-- Extracted information start --
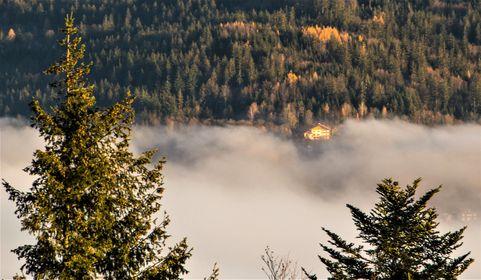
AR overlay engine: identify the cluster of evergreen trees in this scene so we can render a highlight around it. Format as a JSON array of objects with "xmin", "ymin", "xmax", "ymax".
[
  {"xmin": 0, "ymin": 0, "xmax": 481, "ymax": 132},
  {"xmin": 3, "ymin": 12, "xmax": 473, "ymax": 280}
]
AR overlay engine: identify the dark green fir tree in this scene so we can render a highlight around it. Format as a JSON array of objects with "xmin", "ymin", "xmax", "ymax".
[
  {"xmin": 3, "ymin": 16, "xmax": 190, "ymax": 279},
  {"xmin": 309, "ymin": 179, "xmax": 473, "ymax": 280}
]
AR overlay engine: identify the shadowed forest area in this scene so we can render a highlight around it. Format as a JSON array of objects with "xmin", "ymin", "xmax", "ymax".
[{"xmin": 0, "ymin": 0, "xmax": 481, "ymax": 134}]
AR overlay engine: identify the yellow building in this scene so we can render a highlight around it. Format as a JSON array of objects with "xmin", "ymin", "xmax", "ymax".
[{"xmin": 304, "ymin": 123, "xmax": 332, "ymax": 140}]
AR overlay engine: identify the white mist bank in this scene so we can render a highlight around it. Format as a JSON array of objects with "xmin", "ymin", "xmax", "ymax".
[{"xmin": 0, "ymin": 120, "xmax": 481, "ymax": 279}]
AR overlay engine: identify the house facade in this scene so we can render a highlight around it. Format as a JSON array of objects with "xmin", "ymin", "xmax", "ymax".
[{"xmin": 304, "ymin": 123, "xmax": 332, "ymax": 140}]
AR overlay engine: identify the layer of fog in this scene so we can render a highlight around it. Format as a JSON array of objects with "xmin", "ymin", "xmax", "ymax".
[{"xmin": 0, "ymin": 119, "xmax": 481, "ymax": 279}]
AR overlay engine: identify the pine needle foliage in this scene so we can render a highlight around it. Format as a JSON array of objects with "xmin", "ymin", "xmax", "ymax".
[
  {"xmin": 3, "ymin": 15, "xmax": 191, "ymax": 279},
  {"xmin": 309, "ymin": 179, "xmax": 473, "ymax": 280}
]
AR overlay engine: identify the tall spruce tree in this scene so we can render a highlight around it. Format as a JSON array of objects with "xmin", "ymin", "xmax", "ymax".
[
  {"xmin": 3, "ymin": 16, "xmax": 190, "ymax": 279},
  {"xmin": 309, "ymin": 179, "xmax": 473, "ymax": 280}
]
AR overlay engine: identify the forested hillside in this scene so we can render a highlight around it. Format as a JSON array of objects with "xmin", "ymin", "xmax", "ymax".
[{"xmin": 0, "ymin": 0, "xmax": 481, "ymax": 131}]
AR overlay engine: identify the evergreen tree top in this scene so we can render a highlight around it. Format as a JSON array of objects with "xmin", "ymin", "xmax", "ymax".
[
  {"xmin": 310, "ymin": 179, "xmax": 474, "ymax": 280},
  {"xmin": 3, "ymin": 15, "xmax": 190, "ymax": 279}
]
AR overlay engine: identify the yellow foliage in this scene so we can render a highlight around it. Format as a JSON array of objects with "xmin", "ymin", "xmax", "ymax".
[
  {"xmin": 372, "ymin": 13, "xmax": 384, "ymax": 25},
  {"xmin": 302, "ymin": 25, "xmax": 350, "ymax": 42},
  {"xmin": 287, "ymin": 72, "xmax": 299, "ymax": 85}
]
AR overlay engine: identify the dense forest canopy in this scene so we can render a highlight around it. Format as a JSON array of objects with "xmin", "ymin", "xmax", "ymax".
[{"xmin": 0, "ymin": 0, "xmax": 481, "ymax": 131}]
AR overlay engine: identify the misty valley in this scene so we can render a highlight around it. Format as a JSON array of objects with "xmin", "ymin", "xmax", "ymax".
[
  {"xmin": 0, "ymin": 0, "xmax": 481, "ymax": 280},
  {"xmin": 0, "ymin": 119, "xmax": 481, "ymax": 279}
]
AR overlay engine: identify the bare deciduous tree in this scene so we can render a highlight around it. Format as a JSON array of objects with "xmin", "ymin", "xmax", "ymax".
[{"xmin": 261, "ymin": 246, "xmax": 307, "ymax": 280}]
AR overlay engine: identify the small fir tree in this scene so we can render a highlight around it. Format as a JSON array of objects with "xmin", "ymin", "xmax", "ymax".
-- Extracted information end --
**Instructions to follow:**
Give every line of the data above as a Markdown table with the columns "n" and "Line": "n" holds the row number and "Line" holds the line. Leave out blank lines and the pictures.

**Reply:**
| n | Line |
|---|---|
| 1 | AR overlay engine: identify the cluster of evergreen trees in this scene so we can render a highlight around it. Format as a JSON array of objects with "xmin", "ymin", "xmax", "ymax". |
| 2 | [ |
| 3 |   {"xmin": 0, "ymin": 0, "xmax": 481, "ymax": 132}, |
| 4 |   {"xmin": 3, "ymin": 12, "xmax": 473, "ymax": 280} |
| 5 | ] |
| 6 | AR overlay engine: identify the dark green fir tree in this scene so we can render a highlight around it. Format as a JSON array of objects with "xmin", "ymin", "xmax", "ymax". |
| 7 | [ |
| 8 |   {"xmin": 3, "ymin": 16, "xmax": 190, "ymax": 279}, |
| 9 |   {"xmin": 309, "ymin": 179, "xmax": 473, "ymax": 280} |
| 10 | ] |
| 11 | AR overlay engine: identify the shadowed forest area in this scene so we can render a highlight around it. Format as a JSON array of objects with "xmin", "ymin", "xmax", "ymax". |
| 12 | [{"xmin": 0, "ymin": 0, "xmax": 481, "ymax": 134}] |
| 13 | AR overlay engine: identify the yellow building in this scene so we can render a highlight around it. Format as a JSON array of objects with "xmin", "ymin", "xmax", "ymax". |
| 14 | [{"xmin": 304, "ymin": 123, "xmax": 332, "ymax": 140}] |
| 15 | AR overlay engine: identify the white mist bank in this scene so we can render a highlight around it. Format as a JSON array of objects with "xmin", "ymin", "xmax", "ymax". |
| 16 | [{"xmin": 0, "ymin": 120, "xmax": 481, "ymax": 279}] |
| 17 | AR overlay engine: identify the house facade in this scene so we can render a highlight around it. Format as a JSON array of objects with "xmin", "ymin", "xmax", "ymax". |
| 18 | [{"xmin": 304, "ymin": 123, "xmax": 332, "ymax": 140}] |
| 19 | AR overlay engine: identify the layer of fog in this scene so we can render a highlight around it. Format as a JSON array of objects with "xmin", "ymin", "xmax", "ymax". |
| 20 | [{"xmin": 0, "ymin": 119, "xmax": 481, "ymax": 279}] |
| 21 | AR overlay engine: identify the pine needle foliage in this scene so we can render a highlight around it. Format as a JSON array of objects with "xmin", "ymin", "xmax", "ymax". |
| 22 | [ |
| 23 |   {"xmin": 3, "ymin": 15, "xmax": 191, "ymax": 279}, |
| 24 |   {"xmin": 309, "ymin": 179, "xmax": 473, "ymax": 280} |
| 25 | ] |
| 26 | AR overlay engine: identify the tall spruce tree in this scene so we can render a highlight around it. Format as a JSON array of objects with "xmin", "ymin", "xmax", "ymax". |
| 27 | [ |
| 28 |   {"xmin": 3, "ymin": 16, "xmax": 190, "ymax": 279}, |
| 29 |   {"xmin": 309, "ymin": 179, "xmax": 473, "ymax": 280} |
| 30 | ] |
| 31 | AR overlay engine: identify the forested hillside in this scene so we can render a highlight around it. Format as a JSON array of objects with "xmin", "ymin", "xmax", "ymax". |
| 32 | [{"xmin": 0, "ymin": 0, "xmax": 481, "ymax": 131}] |
| 33 | AR overlay engine: identify the evergreen tree top in this scene so we can render a highlight around it. Format as a JSON array of objects with "xmin", "ymin", "xmax", "ymax". |
| 34 | [ |
| 35 |   {"xmin": 310, "ymin": 179, "xmax": 474, "ymax": 280}, |
| 36 |   {"xmin": 3, "ymin": 15, "xmax": 190, "ymax": 279} |
| 37 | ] |
| 38 | AR overlay engine: identify the yellow foliage in this scene so we can render a highlight around it. Format as a JSON array of objects with "xmin", "ymin", "xmax", "ymax". |
| 39 | [ |
| 40 |   {"xmin": 372, "ymin": 13, "xmax": 384, "ymax": 25}, |
| 41 |   {"xmin": 302, "ymin": 25, "xmax": 350, "ymax": 42}, |
| 42 |   {"xmin": 287, "ymin": 72, "xmax": 299, "ymax": 85} |
| 43 | ] |
| 44 | AR overlay engine: identify the dense forest canopy in this scene so we can render a highlight around it. Format as a JSON array of objects with "xmin", "ymin", "xmax", "ymax". |
| 45 | [{"xmin": 0, "ymin": 0, "xmax": 481, "ymax": 131}] |
| 46 | AR overlay engine: identify the misty valley in this scene so we can render a highlight around it. Format as a JSON array of objects with "xmin", "ymin", "xmax", "ymax". |
| 47 | [ |
| 48 |   {"xmin": 0, "ymin": 0, "xmax": 481, "ymax": 280}, |
| 49 |   {"xmin": 0, "ymin": 119, "xmax": 481, "ymax": 279} |
| 50 | ] |
| 51 | AR overlay engine: identify the bare deciduous tree in this scene so we can render a highlight around it. Format as a JSON array of objects with "xmin", "ymin", "xmax", "ymax". |
| 52 | [{"xmin": 261, "ymin": 246, "xmax": 307, "ymax": 280}] |
| 53 | AR overlay engine: identify the small fir tree in this scene so we can render a highlight around it. Format as a JSON array of objects with "xmin", "ymin", "xmax", "ymax". |